Since when Clang started mimicking GCC 4.7?
% /usr/local/bin/clang++ -E -x c++ -dM /dev/null | grep __GNUC
#define __GNUC_GNU_INLINE__ 1
#define __GNUC_MINOR__ 2
#define __GNUC_PATCHLEVEL__ 1
#define __GNUC__ 4
;-)
>> This causes very subtle issues depending on compiler versions
>> and FreeBSD versions. For example, NULL may be defined
>> differently because stable/9 and head have this:
>>
>> #if __cplusplus >= 201103L #define NULL nullptr #elif
>> defined(__GNUG__) && defined(__GNUC__) && __GNUC__ >= 4 #define
>> NULL __null #else #if defined(__LP64__) #define NULL (0L)
>> #else #define NULL 0 #endif /* __LP64__ */ #endif /*
>> __GNUG__ */
>>
>> Before that, we had this:
>>
>> #if defined(__GNUG__) && defined(__GNUC__) && __GNUC__ >= 4
>> #define NULL __null #else #if defined(__LP64__) #define NULL
>> (0L) #else #define NULL 0 #endif /* __LP64__ */ #endif /*
>> __GNUG__ */
>>
>> What a mess...

# [DIRECTION A]
Please format the records from the line containing "Expected: for every instance of the lamp post, the" through the end of the records as a two-column CSV with the columns request and answer. Give one row per request and put each value in a single quoted field, with line breaks turned into spaces.
# [DIRECTION B]
Resume the Clang and GCC macro discussion after its last line.
The Clang macro discussion and these records come from unrelated sources.

[Part of a data file]
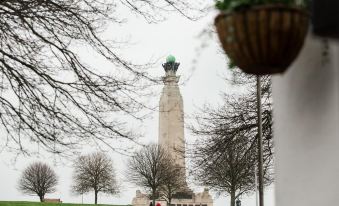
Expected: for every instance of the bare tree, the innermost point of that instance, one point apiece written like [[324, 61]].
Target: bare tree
[[49, 94], [38, 179], [173, 183], [150, 169], [226, 158], [94, 172]]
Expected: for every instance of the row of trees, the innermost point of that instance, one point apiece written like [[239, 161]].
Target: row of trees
[[225, 156], [151, 168], [93, 172]]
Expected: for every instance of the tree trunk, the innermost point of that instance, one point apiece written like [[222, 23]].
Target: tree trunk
[[95, 197], [41, 198], [232, 198], [153, 197]]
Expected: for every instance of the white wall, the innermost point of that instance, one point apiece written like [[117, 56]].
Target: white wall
[[306, 120]]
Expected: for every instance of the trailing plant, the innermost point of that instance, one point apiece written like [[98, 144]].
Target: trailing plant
[[234, 5]]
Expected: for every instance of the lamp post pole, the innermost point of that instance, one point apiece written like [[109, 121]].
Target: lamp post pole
[[260, 150]]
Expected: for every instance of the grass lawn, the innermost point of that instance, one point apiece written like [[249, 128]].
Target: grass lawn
[[19, 203]]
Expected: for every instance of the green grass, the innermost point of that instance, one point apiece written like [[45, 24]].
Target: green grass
[[22, 203]]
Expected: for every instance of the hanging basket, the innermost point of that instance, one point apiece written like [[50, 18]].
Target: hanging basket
[[263, 39]]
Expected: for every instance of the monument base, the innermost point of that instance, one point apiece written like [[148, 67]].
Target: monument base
[[179, 199]]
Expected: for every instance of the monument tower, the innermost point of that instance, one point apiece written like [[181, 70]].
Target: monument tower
[[172, 137], [171, 116]]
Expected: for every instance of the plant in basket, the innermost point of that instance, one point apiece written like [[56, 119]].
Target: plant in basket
[[262, 36]]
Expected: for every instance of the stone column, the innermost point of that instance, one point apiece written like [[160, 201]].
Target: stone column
[[171, 115]]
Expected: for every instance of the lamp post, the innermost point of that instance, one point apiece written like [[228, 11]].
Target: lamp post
[[260, 150]]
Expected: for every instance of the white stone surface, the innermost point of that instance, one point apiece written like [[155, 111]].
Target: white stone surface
[[171, 136], [306, 128]]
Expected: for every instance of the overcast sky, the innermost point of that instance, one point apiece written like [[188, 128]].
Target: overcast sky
[[201, 69]]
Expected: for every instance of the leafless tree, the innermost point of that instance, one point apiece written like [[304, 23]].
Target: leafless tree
[[226, 158], [94, 172], [151, 168], [49, 94], [173, 183], [38, 179]]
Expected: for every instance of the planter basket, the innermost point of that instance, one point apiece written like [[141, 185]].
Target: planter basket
[[263, 39]]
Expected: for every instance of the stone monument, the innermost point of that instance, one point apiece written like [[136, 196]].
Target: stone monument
[[172, 137]]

# [TASK RESULT A]
request,answer
"Expected: for every instance of the lamp post, the innermost point of that instance, one point apiece written like [[228, 11]]. Target: lamp post","[[260, 150]]"
"Expected: for every instance of the white stone surface, the innermost point of that instance, one point apiece written like [[155, 111]]. Target: white stone surface","[[171, 136], [306, 128]]"
"Expected: for every instance of the overcast sky, the innermost point of that instance, one point apiece written like [[188, 128]]. Target: overcast sky","[[201, 69]]"
"Expected: for every instance of the leafless tree, the innermost point of that instance, one point apiece written like [[304, 23]]. Target: leafless tree","[[226, 158], [94, 172], [151, 168], [49, 94], [173, 183], [38, 179]]"
"Expected: for every instance of the planter basket, the innermost point of that instance, one point apiece written like [[141, 185]]. Target: planter basket","[[263, 39]]"
"Expected: for every instance of the stone monument, the innermost point of that instance, one point apiece written like [[136, 196]]. Target: stone monument","[[172, 137]]"

# [TASK RESULT B]
>
> Well, this is what you get when standards progress to include
> non-standard features (such as gcc's "__null") that are already in
> use, but then subtly change them (calling them "nullptr").
Yes, it is subtle but it can cause a real trouble because NULL can
have different types depending on compiler versions and FreeBSD releases.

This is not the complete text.